Reading passage:
Letter: Hunters are helping deal with deer population

Kelowna letter-writer says a deer cull is not the answer to the increase in deer population

To the editor:

In response to Frank Bechard’s letter dated Nov. 22, 2017, I appreciate that he is becoming frustrated with the significant population of mule deer coming into interface areas and eating his vegetation. Unfortunately, some of the points used to back up his argument for a deer cull are erroneous.

I have lived in the Upper Mission since 1986 and regularly hiked and recreated in the areas ranging from Priest Creek to the old Chute Lake Forest Service Road area prior to the 2003 wildfire. Quite often, I saw herds of mule and white tail deer ranging in these areas. I don’t dispute the fact that extra food created from the fire, lack of natural predators and milder winters has positively impacted the ungulate population. Nevertheless, he has omitted the fact that man has become the primary predator of deer.

In 2014, while part of a multi-government agency working group dealing with urban deer conflict, I advocated for a change in the Limited Entry Hunting program to implement a new wildlife management unit. I suggested this Management Unit have identified interface zones where urban deer conflict was prevalent. In 2017, the BC Wildlife Branch created Management Unit 8-09 with three identified interface zones, each under the 700 metre elevation mark.

These three zones combined allow for the harvest of 90 mule does (female deer) by resident hunters granted a LEH for a specified zone. This year, my uncle was granted a LEH permit for a mule doe which we then harvested near Gillard Forest Service Road in October. The wild meat, which is free of growth hormones, steroids and antibiotics typically found in domestically grown meat, now feeds my family.

I respectfully ask Mr. Bechard and other frustrated Upper Mission residents to be patient as the hunters of the Okanagan Valley work hard keep the deer population in check. In the meantime, I suggest you plant deer resistant crops and flowers or build some fencing to protect your precious gardens.

Task details:
Write out, word for word, the passage of the letter on the deer population that opens with the words containing "In 2014, while" and closes with "metre elevation mark.".

Extracted data:
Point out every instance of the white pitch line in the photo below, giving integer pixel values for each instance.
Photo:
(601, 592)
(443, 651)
--
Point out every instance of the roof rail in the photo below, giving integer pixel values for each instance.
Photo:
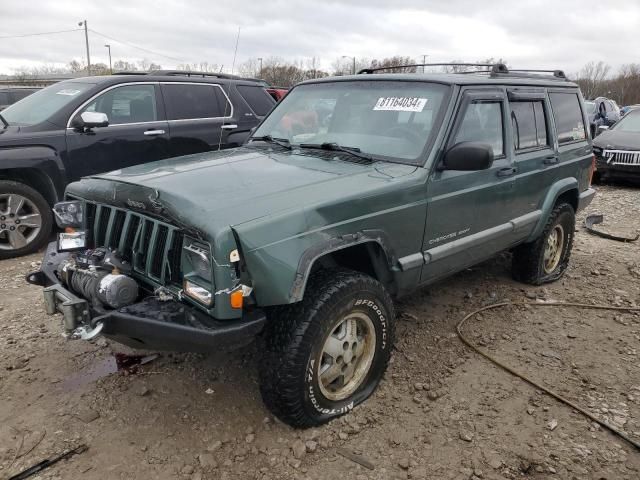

Exercise response:
In 2014, while part of a multi-government agency working group dealing with urban deer conflict, I advocated for a change in the Limited Entry Hunting program to implement a new wildlife management unit. I suggested this Management Unit have identified interface zones where urban deer conflict was prevalent. In 2017, the BC Wildlife Branch created Management Unit 8-09 with three identified interface zones, each under the 700 metre elevation mark.